* _Text_
========

When you’re younger, contributing to a Roth IRA sounds a bit crazy, making it that much easier to delay starting.

CNBC’s article, “The one thing no one tells you about investing in a Roth IRA,” says that what you almost never hear is the regret retirees have that they didn’t start saving sooner. It’s wise to start investing as early as possible, so your investments will have more time to grow.

Millennials seem to really like Roth IRAs, which have shown an across-the-board increase in all age groups.  This may be because millennials may experience frequent career moves and may see little hope of relying on Social Security or employer defined benefit plans.

In looking at investor data, Fidelity concluded that more than 50% of IRA contributions go into Roth IRAs, especially from people age 23 to 38. Millennials opened 41% of new Roth IRA accounts in 2018, and 74% of their contribution dollars are going into Roth’s. These accounts are especially valuable when they’re the sole source of retirement savings.

For younger people, 30 or 40 years seems like a super long time to not be able to use that money.  However, because Roth contributions are made with after-tax dollars, that’s not a big concern.

The benefit is that you can use the contributions you’ve made without taxes or a penalty. You have to forfeit the immediate tax break, but you’ll receive something better in return: the contributions and years of earnings that will be tax-free in retirement.

========

* _Stored data_
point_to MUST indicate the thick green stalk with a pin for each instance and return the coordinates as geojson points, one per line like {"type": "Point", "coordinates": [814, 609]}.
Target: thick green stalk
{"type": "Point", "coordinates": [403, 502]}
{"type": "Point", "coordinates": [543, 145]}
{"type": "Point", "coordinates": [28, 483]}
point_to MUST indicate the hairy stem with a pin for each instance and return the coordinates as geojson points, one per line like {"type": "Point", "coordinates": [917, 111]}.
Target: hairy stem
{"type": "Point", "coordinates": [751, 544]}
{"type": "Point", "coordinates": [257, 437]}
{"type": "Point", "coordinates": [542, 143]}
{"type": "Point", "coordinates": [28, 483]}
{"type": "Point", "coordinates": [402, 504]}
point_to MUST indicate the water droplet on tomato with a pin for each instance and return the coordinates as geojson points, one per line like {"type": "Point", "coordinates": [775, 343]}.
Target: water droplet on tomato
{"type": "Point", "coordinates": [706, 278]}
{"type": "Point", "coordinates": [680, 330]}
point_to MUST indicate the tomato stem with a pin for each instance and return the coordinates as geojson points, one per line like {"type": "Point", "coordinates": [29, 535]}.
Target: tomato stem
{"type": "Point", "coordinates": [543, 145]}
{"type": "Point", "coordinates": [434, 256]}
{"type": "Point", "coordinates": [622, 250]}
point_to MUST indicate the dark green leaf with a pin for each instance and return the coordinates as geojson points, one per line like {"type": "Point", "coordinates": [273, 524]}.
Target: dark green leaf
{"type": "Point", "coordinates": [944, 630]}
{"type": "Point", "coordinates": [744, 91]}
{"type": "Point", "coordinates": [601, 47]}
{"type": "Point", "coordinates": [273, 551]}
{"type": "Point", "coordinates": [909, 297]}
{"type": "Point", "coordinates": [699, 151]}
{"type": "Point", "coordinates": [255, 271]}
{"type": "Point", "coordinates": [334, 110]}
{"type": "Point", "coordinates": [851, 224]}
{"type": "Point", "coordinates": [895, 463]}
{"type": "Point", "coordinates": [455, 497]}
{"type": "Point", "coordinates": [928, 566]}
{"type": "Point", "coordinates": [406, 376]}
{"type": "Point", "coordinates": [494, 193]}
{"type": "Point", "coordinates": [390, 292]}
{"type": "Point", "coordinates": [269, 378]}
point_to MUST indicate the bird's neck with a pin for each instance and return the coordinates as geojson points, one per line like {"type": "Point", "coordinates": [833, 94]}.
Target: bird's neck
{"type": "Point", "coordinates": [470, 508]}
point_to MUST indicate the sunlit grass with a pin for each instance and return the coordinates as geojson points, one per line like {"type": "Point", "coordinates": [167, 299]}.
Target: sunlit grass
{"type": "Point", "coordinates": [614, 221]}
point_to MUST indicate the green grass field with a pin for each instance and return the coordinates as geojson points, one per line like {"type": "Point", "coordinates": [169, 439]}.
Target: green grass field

========

* _Set task A_
Do the following statements agree with the Roth IRA text? Answer yes or no for each, quoting the words of the text that decide it.
(i) Fidelity found that more than half of IRA contributions go into Roth IRAs.
(ii) Millennials opened 74% of new Roth IRA accounts in 2018.
(iii) Roth contributions are made with pre-tax dollars.
* _Set task B_
Please answer these questions from the Roth IRA text.
(i) What is the title of the CNBC article it cites?
(ii) Which age range does Fidelity single out?
(iii) What does a Roth contributor give up right away?
* _Set task C_
Carry on the text about Roth IRAs, starting after its last sentence.

* _Task output A_
(i) Yes: "more than 50% of IRA contributions go into Roth IRAs"
(ii) No: "Millennials opened 41% of new Roth IRA accounts in 2018"
(iii) No: "Roth contributions are made with after-tax dollars"

* _Task output B_
(i) "The one thing no one tells you about investing in a Roth IRA"
(ii) People age 23 to 38
(iii) The immediate tax break

* _Task output C_
Fidelity estimates that this year millennials will be a larger population than boomers. Older millennials are in their 30s, stable in their careers, and saving money.

Since the IRS has upped IRA contribution limits, you can contribute $6,000 annually. If you are over age 50 and making catch-up contributions, you can add in an additional $1,000, for a total of $7,000 per year.

The income cutoff for contributing to a Roth IRA is $137,000 for single filers, up from $135,000 for single filers in 2018.

If you’re still unsure which type of IRA to choose, go with a traditional IRA, which has instant gratification because of the upfront tax refund. However, if you’re thinking long term and what will be better for you and your family many years from now, select a Roth IRA.

Reference: CNBC (March 31, 2019) “The one thing no one tells you about investing in a Roth IRA”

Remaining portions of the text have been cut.